• [SOURCE EXTRACT]
____
While there are mechanical choices to be made (in Agon, this includes how to spend the various player-side resources - Pathos, Divine Favour, Bonds - to boost dice pools) there is not the tactical or "move around the map" aspect of a lot of D&D play. And while there are mysteries to be unravelled, there is not "hunt for clues so as to work out what really happened" aspect of some D&D play and that characterises (eg) CoC play.


I've been really curious about this game. Thanks for the thorough play report! It looks intriguing.
From some of your posts, I think you might find it interesting.

It's quite stylised in the way it plays - players choose whether or not to have their PCs enter contests, then these are resolved, and then the players "Recite their deeds" - ie say what happened to their hero - in order from any hero who failed, to the best hero. The GM interjects and elaborates in this both to reflect what any NPCs did in the situation, and to build things up to the next contest.

I think this makes it a bit "lighter" than (say) Burning Wheel or AW. And is intended to reinforce the Homeric feel - the events have already happened, and are being recited to us, rather than elaborate "I try and . . . " future-looking action declarations. (When playing with kids, I've learned that the epic form can be played with a bit - eg Eris's player recited both Eris's victory in the first stage of the games, and then Eris's subsequent loss to the Champion of Nimos, in the mode of a sports commentator. Which is not quite Homeric.)

Agon remains on the short list! Even more so after your write up of these sessions.
I think you would be more respectful of the epic form than Eris's player!

(Another episode I have in mind: when Eris persuaded Thessia to assist in cleansing the island, this was explained in terms of global warming but translated into the classical symbology - I can't recall many of the details, but one I do recall is Eris explaining to Thessia that the fumes that come from the toxic alchemical sludge cause Helios's chariot to heat up, making the world too hot.)

Just figured I'd throw this brief review out here in your thread @pemerton (you've already seen this!).

Final Agon session just ended. Fun session. Fitting end. The heroes decided to brave the climb of Cyanean Rocks to recover the winged sandals and mirrored shield to confront Medusa in her sky enclave (rather than braving the transit through The Pass of Clashing Rocks, going back in time, facing the Wrath of the Gods, and undoing her Poseidon/Athena-centered curse in the first place).
____
• [SUPPLIED RECORDS]
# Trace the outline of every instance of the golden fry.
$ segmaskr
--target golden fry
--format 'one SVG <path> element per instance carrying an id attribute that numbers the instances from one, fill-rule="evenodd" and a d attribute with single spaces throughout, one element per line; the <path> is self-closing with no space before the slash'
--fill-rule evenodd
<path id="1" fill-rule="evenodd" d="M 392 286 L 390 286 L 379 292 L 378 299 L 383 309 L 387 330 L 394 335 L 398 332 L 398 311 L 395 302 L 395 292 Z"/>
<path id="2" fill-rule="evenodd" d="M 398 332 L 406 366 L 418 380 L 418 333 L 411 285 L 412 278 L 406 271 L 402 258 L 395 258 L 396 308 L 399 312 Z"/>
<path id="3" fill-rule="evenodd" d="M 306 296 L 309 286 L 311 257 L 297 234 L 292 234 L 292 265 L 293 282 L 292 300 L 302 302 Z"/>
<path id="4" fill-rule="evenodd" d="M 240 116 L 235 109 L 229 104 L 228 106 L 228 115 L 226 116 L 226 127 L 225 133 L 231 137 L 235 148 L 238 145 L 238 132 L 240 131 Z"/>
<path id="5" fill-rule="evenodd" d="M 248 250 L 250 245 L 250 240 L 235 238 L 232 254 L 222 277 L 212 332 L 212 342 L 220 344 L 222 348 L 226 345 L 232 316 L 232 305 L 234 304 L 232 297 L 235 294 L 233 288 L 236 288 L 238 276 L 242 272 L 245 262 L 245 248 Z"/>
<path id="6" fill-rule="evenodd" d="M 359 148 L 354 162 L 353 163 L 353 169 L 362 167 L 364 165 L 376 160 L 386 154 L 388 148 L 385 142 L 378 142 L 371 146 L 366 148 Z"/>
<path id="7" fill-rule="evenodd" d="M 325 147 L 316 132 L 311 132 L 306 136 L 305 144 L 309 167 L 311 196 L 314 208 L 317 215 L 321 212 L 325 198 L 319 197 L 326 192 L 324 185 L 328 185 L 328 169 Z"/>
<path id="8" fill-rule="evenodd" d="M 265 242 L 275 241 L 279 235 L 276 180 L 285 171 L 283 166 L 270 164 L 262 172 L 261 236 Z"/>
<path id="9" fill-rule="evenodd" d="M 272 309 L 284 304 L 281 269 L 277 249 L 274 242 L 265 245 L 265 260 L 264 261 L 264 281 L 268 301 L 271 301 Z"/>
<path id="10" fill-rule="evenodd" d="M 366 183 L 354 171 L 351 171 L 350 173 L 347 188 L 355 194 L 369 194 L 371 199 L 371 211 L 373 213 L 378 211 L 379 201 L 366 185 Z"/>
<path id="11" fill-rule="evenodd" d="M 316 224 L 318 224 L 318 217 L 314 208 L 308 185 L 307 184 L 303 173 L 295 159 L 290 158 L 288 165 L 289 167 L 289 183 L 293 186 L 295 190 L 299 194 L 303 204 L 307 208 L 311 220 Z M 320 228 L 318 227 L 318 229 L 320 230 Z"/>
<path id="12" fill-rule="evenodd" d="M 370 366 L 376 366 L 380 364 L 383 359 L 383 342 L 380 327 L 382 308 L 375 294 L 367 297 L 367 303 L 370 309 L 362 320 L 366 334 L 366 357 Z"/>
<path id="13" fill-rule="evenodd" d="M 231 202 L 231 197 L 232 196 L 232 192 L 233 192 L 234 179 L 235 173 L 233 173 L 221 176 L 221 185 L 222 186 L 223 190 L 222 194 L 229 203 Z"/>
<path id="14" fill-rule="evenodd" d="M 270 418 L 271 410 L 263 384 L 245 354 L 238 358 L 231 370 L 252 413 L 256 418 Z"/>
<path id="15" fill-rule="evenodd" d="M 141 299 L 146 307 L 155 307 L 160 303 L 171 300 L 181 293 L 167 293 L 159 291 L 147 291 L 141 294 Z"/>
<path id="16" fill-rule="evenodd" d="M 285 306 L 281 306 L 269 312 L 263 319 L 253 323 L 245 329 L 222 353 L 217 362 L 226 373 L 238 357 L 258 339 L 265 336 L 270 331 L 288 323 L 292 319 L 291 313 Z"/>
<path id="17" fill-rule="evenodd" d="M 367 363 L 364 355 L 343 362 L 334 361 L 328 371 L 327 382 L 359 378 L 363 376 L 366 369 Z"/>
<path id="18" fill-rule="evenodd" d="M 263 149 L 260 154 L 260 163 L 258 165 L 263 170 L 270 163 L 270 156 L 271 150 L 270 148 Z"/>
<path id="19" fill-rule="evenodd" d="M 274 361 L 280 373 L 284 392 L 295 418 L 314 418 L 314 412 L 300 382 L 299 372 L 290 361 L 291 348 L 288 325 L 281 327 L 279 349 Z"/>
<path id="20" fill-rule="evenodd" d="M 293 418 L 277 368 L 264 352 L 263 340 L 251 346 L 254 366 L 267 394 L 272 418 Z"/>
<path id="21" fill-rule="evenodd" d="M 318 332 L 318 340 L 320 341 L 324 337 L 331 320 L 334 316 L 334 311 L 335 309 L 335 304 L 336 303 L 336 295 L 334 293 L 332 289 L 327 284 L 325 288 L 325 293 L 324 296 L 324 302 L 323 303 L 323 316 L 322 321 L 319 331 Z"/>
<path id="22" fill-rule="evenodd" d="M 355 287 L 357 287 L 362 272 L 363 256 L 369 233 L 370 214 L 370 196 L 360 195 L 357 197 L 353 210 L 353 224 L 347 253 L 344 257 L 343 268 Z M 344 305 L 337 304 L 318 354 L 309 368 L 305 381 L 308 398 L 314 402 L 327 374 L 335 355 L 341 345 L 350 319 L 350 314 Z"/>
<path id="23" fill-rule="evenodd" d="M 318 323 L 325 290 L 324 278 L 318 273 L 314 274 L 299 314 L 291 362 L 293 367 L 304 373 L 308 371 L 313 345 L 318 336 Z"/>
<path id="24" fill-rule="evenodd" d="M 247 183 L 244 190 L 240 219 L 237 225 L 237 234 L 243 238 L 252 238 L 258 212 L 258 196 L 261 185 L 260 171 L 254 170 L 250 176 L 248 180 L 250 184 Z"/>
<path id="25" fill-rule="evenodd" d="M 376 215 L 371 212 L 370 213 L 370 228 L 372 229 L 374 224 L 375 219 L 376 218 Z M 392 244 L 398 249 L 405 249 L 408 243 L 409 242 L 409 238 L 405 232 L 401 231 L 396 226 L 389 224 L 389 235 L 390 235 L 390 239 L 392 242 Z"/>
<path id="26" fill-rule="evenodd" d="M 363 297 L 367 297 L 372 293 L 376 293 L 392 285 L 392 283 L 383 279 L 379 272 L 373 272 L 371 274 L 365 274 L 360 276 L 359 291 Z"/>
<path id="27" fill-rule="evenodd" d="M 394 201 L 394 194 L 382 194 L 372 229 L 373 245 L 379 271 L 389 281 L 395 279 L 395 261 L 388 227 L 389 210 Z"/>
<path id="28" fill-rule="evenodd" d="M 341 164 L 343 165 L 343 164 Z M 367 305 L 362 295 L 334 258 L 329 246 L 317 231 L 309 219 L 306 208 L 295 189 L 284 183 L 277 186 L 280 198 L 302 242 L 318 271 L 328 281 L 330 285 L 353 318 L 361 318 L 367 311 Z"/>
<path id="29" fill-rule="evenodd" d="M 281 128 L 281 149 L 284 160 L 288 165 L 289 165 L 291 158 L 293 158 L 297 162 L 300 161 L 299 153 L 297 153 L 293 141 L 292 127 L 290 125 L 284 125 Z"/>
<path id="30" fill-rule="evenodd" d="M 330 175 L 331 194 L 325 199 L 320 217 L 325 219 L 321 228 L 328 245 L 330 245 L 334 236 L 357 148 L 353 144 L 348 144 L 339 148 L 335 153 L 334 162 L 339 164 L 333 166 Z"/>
____
• [ASSIGNED TASK A] In the Agon discussion, in what order do players recite their heroes' deeds?
• [ASSIGNED TASK B] Carry on the Agon discussion from its final sentence.
The data above come from a separate source and have no connection to the Agon discussion.

• [RESPONSE BOX A] From any hero who failed, to the best hero.

• [RESPONSE BOX B]
I think 15ish Islands (same # sessions) in total? Fun game overall. I think my primary issue is less about its (lack of) complexity and widgetry. The game is plenty complex. My primary issue is more about that the game's maths just produce stacked success (and again, and again, and again) on the whole. This is great for the trajectory of heroic Greek Myth (which is the point of play of course...so well-designed). Its basically the story of these Greek Heroes success (while Wrath of the Gods and other costs/toll accrued and heroes' stories accreted labors and glory, assuming 15 islands, only 1 of the 15 ended with a Finale gone awry and terrible fallout/woe). But the engine (again, by design) doesn't generate the snowballing effect of failure/setback/mixed success which infuses dynamism and intense fallout upon play that most other Narrativist systems do.

Good design for what its doing. Fun in moderation. Really requires vigorous players and interesting action declarations and very well-considered scenario design by the GM (every individual session is extraordinarily sensitive to scenario design). This is not a Gamist engine at all so do not play this game seeking tactical and strategic overhead/demand married to Greek Myth tropes/themes (play D&D 4e for that!). This game has less consequential/impactful/invigorating Gamism than does Dogs in the Vineyard (which is very much not a challenge-based engine...Dogs is very much "Big N, very small G"). Net, my assessment:

10/10 for what the game engine is trying to do.

6/10 for my tastes in Narrativist play/GMing.


the game's maths just produce stacked success (and again, and again, and again) on the whole.
How much did you use divine wrath to buff your strife-player dice pool? This is one thing which, in GMing the system, I still need to work on; and I think is something where the rulebook could give better guidance.